The records underneath are to be repeated exactly, with the pictures left out.

PROVIDED DATA:
+===+
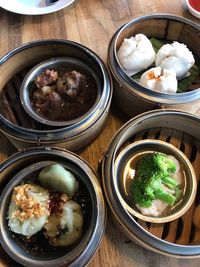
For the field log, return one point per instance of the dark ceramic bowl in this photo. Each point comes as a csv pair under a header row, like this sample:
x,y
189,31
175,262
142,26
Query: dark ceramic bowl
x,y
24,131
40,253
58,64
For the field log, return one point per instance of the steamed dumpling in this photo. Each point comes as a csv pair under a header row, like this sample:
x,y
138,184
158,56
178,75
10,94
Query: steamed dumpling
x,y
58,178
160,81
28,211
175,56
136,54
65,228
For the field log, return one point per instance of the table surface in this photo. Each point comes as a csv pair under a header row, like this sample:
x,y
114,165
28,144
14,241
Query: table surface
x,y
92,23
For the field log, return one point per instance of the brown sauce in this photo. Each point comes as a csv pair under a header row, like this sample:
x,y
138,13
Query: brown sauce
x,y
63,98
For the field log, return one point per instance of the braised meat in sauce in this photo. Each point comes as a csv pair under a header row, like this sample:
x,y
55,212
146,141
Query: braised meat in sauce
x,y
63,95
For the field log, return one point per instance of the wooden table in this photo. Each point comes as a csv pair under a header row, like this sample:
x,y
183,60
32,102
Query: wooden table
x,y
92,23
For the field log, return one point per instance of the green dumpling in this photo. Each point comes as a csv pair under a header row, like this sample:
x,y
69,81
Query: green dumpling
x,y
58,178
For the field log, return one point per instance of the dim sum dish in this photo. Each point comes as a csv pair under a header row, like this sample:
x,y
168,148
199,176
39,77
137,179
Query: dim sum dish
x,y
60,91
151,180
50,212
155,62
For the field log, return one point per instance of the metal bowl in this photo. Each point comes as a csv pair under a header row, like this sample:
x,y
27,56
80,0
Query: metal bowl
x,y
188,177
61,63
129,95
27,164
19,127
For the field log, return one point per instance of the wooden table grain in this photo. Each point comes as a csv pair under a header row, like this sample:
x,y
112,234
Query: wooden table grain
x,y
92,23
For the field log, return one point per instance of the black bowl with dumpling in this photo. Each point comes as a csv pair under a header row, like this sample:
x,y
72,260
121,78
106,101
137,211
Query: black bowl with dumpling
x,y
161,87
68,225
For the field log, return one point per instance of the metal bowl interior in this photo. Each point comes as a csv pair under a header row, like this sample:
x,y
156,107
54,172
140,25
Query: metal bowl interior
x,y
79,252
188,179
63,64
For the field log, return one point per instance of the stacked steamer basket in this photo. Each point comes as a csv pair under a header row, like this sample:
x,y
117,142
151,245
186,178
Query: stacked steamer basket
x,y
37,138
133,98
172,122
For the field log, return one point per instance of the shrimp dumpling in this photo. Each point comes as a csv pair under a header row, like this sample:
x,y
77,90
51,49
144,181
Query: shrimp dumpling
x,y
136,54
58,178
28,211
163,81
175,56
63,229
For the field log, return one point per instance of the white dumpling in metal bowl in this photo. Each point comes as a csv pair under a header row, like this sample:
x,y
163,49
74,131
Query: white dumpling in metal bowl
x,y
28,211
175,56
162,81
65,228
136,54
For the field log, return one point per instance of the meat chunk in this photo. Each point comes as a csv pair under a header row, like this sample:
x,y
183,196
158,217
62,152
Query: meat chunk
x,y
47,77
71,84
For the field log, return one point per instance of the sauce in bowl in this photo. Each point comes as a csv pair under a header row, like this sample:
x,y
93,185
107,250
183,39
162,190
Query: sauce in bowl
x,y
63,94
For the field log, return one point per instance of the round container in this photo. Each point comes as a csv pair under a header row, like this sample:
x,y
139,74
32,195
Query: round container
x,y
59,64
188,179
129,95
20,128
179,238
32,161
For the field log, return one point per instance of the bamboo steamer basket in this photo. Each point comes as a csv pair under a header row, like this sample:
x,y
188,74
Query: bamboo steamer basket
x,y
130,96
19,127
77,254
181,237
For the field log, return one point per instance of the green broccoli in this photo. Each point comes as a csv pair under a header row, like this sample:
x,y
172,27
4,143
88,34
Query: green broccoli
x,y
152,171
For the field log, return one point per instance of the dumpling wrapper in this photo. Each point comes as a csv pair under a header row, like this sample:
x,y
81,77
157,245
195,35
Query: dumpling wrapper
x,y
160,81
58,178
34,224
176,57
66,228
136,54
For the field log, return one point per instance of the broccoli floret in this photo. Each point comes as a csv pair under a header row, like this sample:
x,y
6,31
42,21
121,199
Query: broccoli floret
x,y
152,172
+===+
RESULT FOR THIS TASK:
For the field log, return one point per instance of the dark ceramic bowl in this photo. Each point comes as a csv pair under a header row, like this sample:
x,y
189,31
175,262
142,26
Query: dark ceramic bowl
x,y
24,131
40,253
58,64
For the field log, return one point per instance of the steamed dumpling in this photo. Each point comes as a csv pair under a header row, like this sample:
x,y
138,184
158,56
178,75
10,94
Query: steamed dumpling
x,y
58,178
160,81
28,211
175,56
136,54
65,228
For the field log, return one point per instance of the table surface in this photo. Each point comes as a csv pair under a header row, like this sample:
x,y
114,165
28,144
14,241
Query: table surface
x,y
92,23
For the field log, return one point per instance of the brown sauce in this photo. Each point comes as a csv pair under a header row, like this sample:
x,y
138,13
Query: brown sauce
x,y
63,98
For the field log, return one point per instance of the braised meat in sauce in this photo. Each point comes as a csv pair under a header row, like this sample:
x,y
55,212
146,141
Query: braised meat in sauce
x,y
63,95
For the field log, return one point per instance of the wooden table in this photo. Each point comes as a csv pair under a header row, like this sample:
x,y
183,60
32,102
Query: wooden table
x,y
92,23
For the field log, return one point per instance of the green dumpling in this photo. Each point comes as a csv pair under a header row, like this sample:
x,y
69,81
Query: green dumpling
x,y
58,178
For the field log, return one point per instance of the dim sum dish in this photo. Each point comes as a csv pair under a header row, like this sample:
x,y
168,148
199,176
39,77
137,179
Query: dim sum dish
x,y
60,91
151,180
50,212
155,62
For the field log, return one point per instance of the metal bowl in this photo. Each point comes as a csv pair under a header row, like this sample:
x,y
27,56
80,0
Query: metal bowl
x,y
188,177
61,63
129,95
27,164
19,127
For the field log, return one point per instance of the wooden table grain in this photo. Each point comes as a csv pair under a header row, like this sample:
x,y
112,234
Query: wooden table grain
x,y
92,23
For the field log, return one point per instance of the black bowl with dumpling in this photo. Each point comes as a csv pair under a header row, like this sample:
x,y
72,260
121,78
106,101
137,211
Query: black bowl with dumpling
x,y
161,87
68,225
For the field log, return one point per instance of the metal bowl interior in this photo. Each point comes as a csv pair under a header row, like this sample:
x,y
156,107
54,172
140,25
Query: metal bowl interior
x,y
79,252
188,179
63,64
For the field log, return one point per instance of the stacked steamer basket in this photo. Each point comes as a csv pair under a header row, like this sample:
x,y
117,142
151,245
186,178
Query: stacked steamer basket
x,y
37,138
133,98
172,122
For the field log, return one point per instance of the shrimp dumpling in this photo. Each point comes as a csv pair under a header row, like this sample:
x,y
77,90
51,49
144,181
Query: shrimp dumpling
x,y
136,54
58,178
28,211
163,81
175,56
63,229
For the field log, return one point per instance of the white dumpling in metal bowl in this photo. Each point comes as a csv pair under a header row, like this sample:
x,y
163,49
74,131
Query: white dumpling in metal bowl
x,y
28,211
175,56
162,81
65,228
136,54
For the field log, return one point per instance of the meat chunk in this photo. Each point comes as a csv pair under a header row, like this sample:
x,y
183,196
158,217
62,152
Query: meat chunk
x,y
47,77
71,84
For the field log, return one point per instance of the sauce in bowl in this photo. Each point comes as a csv pair under a header row, like this sample:
x,y
93,185
107,250
183,39
162,190
Query: sauce in bowl
x,y
63,94
For the field log, return one point per instance of the round container in this photo. Each point comes as a csv pair under a header row, like this sample:
x,y
139,74
32,195
Query: round container
x,y
59,64
188,179
129,95
20,128
179,238
32,161
For the field log, return one point per instance of the bamboo steamer basket in this photo. Each point comes as a csv pair under a header row, like this sample:
x,y
188,74
Query: bamboo steamer basket
x,y
130,96
19,127
77,254
181,237
For the field log, return one point per instance of the green broccoli in this photo. Each point comes as a csv pair under a header row, like this sample:
x,y
172,27
4,143
88,34
Query: green broccoli
x,y
152,171
For the field log, return one point per instance of the dumpling wrapper in this photo. Each point comes as a csv pair under a header row, like this sample:
x,y
81,77
157,245
195,35
Query: dumpling wrapper
x,y
160,81
58,178
34,224
176,57
66,228
136,54
For the field log, return one point per instance of the broccoli floret in this photo. Each point comes as a csv pair under a header row, like this sample:
x,y
6,31
42,21
121,199
Query: broccoli floret
x,y
152,172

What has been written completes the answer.